### AVAILABLE RECORDS
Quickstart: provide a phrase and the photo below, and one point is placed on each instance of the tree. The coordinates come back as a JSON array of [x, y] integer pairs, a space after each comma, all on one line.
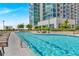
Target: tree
[[29, 26], [66, 25], [20, 26]]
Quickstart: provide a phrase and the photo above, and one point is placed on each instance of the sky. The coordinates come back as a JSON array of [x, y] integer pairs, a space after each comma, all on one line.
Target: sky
[[14, 14]]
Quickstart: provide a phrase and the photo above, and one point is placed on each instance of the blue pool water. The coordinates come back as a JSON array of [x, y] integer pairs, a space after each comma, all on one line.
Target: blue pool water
[[51, 44]]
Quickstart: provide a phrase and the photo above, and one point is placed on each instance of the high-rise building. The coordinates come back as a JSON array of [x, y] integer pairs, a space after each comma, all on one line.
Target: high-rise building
[[41, 13]]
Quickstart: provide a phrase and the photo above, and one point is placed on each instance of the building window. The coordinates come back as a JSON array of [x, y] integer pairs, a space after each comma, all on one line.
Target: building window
[[54, 14]]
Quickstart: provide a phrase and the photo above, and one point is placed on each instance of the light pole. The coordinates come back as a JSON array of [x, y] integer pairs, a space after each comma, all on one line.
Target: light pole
[[3, 24]]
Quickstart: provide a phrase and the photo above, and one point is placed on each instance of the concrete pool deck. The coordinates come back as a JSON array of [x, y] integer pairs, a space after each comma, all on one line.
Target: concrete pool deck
[[14, 48]]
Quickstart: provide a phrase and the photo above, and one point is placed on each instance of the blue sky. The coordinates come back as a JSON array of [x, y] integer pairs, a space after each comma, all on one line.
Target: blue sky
[[14, 13]]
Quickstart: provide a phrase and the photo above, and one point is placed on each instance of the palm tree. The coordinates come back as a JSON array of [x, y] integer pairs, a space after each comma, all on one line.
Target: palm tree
[[29, 26]]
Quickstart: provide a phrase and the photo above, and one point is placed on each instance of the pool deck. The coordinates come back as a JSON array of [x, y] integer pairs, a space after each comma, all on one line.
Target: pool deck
[[14, 47]]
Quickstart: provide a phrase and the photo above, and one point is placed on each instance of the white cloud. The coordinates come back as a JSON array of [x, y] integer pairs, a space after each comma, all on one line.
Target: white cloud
[[7, 10]]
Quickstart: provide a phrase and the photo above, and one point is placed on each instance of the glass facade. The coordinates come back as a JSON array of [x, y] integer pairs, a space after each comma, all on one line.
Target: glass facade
[[52, 10]]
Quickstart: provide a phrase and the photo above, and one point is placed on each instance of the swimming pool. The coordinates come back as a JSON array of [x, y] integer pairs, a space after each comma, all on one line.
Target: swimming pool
[[51, 44]]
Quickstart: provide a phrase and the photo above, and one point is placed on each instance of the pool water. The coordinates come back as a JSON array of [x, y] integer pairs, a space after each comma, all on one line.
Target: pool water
[[51, 44]]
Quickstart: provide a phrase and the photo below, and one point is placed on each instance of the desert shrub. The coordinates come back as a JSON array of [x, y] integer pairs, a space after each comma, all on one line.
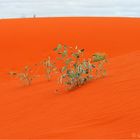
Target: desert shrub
[[76, 70], [49, 67], [99, 59], [25, 75]]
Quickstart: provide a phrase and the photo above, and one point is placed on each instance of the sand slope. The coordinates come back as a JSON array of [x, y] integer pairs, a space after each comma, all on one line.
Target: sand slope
[[106, 108]]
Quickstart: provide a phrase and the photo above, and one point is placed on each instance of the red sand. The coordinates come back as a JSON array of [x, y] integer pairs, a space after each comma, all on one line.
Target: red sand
[[106, 108]]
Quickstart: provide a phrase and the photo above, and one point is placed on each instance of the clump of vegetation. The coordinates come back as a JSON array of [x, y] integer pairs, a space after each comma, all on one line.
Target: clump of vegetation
[[76, 70], [25, 76], [49, 67], [100, 59]]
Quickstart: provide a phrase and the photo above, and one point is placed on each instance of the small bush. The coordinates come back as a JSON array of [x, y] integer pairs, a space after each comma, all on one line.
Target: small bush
[[76, 70]]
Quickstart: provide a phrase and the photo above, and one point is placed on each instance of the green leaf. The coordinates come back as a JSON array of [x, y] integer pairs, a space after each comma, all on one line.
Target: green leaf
[[68, 61], [64, 68], [64, 53]]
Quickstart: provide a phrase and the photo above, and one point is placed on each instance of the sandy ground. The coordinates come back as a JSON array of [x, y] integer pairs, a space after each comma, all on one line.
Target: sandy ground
[[105, 108]]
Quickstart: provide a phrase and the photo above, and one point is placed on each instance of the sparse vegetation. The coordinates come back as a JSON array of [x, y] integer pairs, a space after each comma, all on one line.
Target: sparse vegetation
[[25, 76], [74, 69]]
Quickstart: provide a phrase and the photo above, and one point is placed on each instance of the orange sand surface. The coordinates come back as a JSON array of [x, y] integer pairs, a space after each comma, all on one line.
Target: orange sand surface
[[105, 108]]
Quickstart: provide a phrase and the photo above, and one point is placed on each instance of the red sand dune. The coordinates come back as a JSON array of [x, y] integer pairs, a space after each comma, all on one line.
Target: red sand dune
[[105, 108]]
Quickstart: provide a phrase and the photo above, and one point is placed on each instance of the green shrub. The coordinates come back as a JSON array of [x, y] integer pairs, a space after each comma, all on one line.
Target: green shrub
[[100, 59], [76, 70]]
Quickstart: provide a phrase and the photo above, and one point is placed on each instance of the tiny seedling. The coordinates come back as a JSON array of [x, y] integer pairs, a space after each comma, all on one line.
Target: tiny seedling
[[100, 59], [49, 67], [25, 76], [76, 71]]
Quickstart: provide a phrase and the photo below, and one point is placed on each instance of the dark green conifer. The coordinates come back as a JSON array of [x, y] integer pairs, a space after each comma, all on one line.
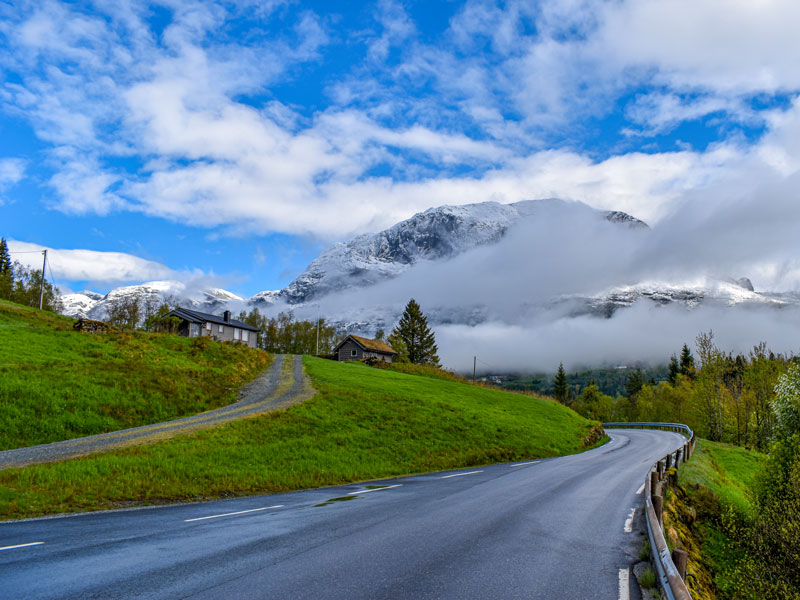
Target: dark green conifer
[[560, 386], [418, 341]]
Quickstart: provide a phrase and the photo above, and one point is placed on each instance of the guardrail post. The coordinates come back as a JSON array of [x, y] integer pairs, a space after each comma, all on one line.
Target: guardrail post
[[658, 508], [680, 558]]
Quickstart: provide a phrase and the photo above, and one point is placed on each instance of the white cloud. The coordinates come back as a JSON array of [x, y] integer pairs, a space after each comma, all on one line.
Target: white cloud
[[12, 170], [442, 125], [90, 265]]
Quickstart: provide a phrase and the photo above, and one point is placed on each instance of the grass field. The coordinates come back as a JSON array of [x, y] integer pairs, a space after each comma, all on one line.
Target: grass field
[[718, 481], [364, 423], [728, 471], [57, 384]]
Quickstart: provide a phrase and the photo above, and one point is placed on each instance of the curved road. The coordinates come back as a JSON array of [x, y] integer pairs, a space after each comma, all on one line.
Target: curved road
[[550, 529]]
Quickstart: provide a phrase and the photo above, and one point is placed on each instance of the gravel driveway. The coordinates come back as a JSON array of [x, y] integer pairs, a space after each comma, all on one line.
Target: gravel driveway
[[281, 385]]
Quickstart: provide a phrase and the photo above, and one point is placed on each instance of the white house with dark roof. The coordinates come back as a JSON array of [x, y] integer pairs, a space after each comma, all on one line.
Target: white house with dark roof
[[354, 347], [223, 328]]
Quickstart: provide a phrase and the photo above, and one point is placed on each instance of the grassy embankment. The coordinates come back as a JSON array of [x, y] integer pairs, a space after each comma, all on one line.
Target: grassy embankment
[[363, 423], [57, 384], [718, 480]]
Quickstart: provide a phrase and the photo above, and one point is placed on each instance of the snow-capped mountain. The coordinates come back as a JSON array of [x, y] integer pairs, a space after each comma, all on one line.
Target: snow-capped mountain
[[97, 306], [79, 304], [436, 250], [434, 235]]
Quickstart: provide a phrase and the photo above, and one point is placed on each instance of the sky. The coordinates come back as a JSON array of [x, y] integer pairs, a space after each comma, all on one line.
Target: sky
[[230, 142]]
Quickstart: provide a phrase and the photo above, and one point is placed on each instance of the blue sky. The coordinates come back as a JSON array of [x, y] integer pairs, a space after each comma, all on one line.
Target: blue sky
[[228, 143]]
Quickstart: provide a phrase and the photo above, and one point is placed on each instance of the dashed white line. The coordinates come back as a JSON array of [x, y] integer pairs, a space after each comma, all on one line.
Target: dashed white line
[[240, 512], [624, 585], [21, 545], [460, 474], [629, 521], [380, 489]]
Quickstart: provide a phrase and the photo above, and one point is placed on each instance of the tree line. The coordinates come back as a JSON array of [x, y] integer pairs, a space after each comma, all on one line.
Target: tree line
[[23, 285], [721, 396]]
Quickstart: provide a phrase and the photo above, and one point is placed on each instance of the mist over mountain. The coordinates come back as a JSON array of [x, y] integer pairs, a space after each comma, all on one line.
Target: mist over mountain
[[530, 284]]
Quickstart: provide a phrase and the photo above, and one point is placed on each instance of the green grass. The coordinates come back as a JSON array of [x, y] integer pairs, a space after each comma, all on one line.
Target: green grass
[[57, 384], [728, 471], [719, 480], [363, 424]]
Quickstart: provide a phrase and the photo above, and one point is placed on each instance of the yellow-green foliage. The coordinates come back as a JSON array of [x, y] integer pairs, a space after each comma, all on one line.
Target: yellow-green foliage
[[364, 423], [56, 383]]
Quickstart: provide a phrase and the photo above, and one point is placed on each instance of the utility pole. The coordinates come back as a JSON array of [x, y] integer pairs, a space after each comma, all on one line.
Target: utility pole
[[41, 283]]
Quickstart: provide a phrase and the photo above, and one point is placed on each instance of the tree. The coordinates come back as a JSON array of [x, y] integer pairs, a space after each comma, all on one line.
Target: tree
[[418, 340], [560, 386], [687, 362], [674, 370], [6, 271], [634, 383]]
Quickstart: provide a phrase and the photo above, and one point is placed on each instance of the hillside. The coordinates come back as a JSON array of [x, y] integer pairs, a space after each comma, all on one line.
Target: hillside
[[57, 384], [363, 424]]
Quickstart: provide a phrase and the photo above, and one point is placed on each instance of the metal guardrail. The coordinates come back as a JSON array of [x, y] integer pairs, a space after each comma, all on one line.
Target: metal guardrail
[[669, 576]]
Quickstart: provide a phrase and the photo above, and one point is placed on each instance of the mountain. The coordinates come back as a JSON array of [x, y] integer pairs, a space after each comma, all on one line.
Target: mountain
[[476, 263], [437, 234], [96, 306]]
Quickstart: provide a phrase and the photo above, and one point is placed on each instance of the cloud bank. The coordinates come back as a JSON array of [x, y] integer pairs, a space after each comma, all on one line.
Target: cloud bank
[[479, 113]]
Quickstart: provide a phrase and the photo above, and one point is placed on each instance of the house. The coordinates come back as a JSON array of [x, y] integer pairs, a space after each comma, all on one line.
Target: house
[[354, 347], [223, 328]]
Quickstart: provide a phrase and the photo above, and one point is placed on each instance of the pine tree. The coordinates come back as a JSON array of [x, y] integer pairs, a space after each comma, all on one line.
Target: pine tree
[[687, 362], [560, 386], [634, 383], [417, 338], [6, 271], [674, 369]]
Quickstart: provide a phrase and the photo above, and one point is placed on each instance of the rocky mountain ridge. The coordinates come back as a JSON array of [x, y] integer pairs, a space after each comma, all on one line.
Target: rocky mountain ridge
[[434, 237]]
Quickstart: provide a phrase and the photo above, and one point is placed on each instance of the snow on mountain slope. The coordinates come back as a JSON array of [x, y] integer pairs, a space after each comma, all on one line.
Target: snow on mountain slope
[[79, 304], [157, 292], [437, 234]]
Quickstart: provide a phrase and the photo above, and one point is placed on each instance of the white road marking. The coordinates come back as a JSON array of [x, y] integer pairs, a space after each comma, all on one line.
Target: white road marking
[[624, 585], [241, 512], [388, 487], [21, 545], [629, 521], [460, 474]]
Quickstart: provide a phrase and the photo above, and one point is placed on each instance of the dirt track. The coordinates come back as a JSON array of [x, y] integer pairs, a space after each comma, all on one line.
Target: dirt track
[[281, 385]]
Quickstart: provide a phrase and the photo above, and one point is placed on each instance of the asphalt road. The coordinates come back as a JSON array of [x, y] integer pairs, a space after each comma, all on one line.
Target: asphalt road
[[549, 529]]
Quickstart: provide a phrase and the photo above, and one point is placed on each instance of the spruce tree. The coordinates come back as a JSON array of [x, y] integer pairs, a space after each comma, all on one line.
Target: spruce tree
[[674, 369], [634, 383], [560, 386], [417, 339], [6, 271], [687, 362]]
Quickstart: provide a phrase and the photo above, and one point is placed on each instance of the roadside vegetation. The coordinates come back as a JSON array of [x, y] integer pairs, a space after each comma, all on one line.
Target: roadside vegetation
[[363, 424], [57, 384]]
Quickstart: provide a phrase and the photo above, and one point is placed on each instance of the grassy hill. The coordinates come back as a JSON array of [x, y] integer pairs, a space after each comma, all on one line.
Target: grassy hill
[[57, 384], [363, 423]]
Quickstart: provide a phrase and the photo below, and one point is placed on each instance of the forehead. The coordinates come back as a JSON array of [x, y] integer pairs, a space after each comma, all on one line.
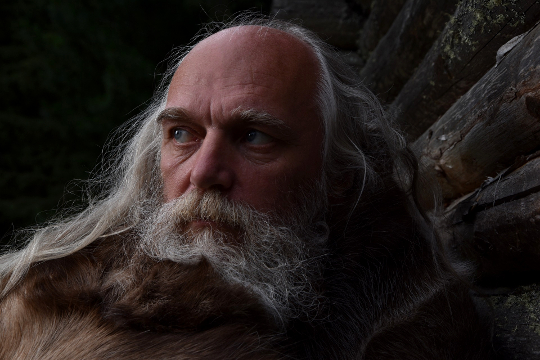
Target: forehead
[[248, 66]]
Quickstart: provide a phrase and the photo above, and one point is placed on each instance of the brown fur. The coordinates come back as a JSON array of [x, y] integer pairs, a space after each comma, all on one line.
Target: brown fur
[[388, 294], [97, 304]]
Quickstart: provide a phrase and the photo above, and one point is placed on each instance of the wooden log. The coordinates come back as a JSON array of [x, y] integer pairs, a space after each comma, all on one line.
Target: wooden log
[[498, 227], [489, 126], [464, 52], [404, 46], [382, 15], [337, 22]]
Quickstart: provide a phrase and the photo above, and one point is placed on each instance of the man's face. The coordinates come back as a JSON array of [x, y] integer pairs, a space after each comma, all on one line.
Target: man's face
[[241, 118]]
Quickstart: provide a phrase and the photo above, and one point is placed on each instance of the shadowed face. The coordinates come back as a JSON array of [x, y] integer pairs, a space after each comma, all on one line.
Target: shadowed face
[[241, 118]]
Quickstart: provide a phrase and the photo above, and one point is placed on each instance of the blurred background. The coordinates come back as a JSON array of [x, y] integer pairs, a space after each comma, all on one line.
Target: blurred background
[[73, 71]]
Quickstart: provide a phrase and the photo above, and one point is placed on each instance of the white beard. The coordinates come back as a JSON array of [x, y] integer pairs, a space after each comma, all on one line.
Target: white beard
[[277, 259]]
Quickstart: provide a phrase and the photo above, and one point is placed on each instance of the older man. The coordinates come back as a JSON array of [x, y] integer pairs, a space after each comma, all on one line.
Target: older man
[[262, 210]]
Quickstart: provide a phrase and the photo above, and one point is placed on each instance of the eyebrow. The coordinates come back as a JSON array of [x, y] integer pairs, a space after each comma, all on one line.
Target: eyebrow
[[250, 116], [174, 113], [256, 117]]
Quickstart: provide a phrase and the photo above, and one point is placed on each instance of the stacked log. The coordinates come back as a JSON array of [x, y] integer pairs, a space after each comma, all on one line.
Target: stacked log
[[463, 80], [463, 53], [404, 46]]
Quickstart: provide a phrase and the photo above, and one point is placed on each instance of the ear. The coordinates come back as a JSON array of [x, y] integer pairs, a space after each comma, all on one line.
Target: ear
[[340, 186]]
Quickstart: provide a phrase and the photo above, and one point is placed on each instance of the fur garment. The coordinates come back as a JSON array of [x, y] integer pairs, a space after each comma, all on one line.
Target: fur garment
[[388, 295]]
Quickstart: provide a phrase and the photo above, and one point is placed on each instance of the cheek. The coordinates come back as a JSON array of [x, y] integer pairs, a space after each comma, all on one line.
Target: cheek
[[173, 176]]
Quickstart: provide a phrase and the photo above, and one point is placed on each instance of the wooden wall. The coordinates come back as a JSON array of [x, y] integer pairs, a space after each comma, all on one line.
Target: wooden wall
[[463, 78]]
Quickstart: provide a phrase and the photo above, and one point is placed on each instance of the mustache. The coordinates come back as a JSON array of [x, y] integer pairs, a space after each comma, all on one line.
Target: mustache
[[210, 206]]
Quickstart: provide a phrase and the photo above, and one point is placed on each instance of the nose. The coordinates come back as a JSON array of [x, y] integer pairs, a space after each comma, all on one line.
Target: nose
[[213, 164]]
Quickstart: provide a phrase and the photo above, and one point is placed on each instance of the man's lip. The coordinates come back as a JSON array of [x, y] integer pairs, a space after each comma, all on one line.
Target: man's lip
[[202, 222]]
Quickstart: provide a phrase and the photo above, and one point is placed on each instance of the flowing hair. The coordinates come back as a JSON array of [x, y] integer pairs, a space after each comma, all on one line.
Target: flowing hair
[[361, 148]]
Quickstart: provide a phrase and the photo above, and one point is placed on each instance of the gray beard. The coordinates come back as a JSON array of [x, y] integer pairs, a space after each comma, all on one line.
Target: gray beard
[[277, 258]]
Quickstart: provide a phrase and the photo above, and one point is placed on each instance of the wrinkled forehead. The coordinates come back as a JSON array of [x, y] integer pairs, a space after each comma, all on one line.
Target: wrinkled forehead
[[251, 52]]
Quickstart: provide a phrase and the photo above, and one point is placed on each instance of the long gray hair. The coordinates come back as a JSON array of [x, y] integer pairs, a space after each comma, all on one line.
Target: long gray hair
[[360, 144]]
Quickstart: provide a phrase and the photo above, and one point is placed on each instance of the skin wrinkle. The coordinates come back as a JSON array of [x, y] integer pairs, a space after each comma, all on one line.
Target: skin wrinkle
[[240, 78]]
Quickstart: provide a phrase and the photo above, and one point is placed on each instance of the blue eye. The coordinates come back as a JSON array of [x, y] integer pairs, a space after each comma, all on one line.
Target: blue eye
[[182, 136], [255, 137]]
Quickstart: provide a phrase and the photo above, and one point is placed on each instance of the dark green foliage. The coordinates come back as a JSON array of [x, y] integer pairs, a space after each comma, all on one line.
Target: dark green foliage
[[71, 72]]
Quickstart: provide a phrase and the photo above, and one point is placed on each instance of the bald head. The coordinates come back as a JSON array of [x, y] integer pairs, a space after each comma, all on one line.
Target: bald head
[[242, 117], [254, 57]]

### TRY IT
If a line in the entries holds the string "below", copy it.

### TASK RESPONSE
Quickstart: provide a phrase and the photo below, and one point is placed on each instance of the tree. The coordinates come back as a JSON array of [x, y] integer pairs, a space after each comma, all on one line.
Quickstart: provide a phrase and the photo below, and one point is placed on each instance of the desert shrub. The coordinates come back as a JSON array of [x, y] integer pairs, a space after each comma, all on one line.
Quickstart: provide a phrase and the photo below, and one point is placed on each instance of the dark green conifer. The coordinates come back as a JSON array of [x, y] integer pairs, a space after each comma, all on one line.
Quickstart: provide a phrase and the photo below, and one point is placed on each instance of the forehead. The coordinates come back as a JSON array of [x, y] integer pairs, a space after each comma, all on one line.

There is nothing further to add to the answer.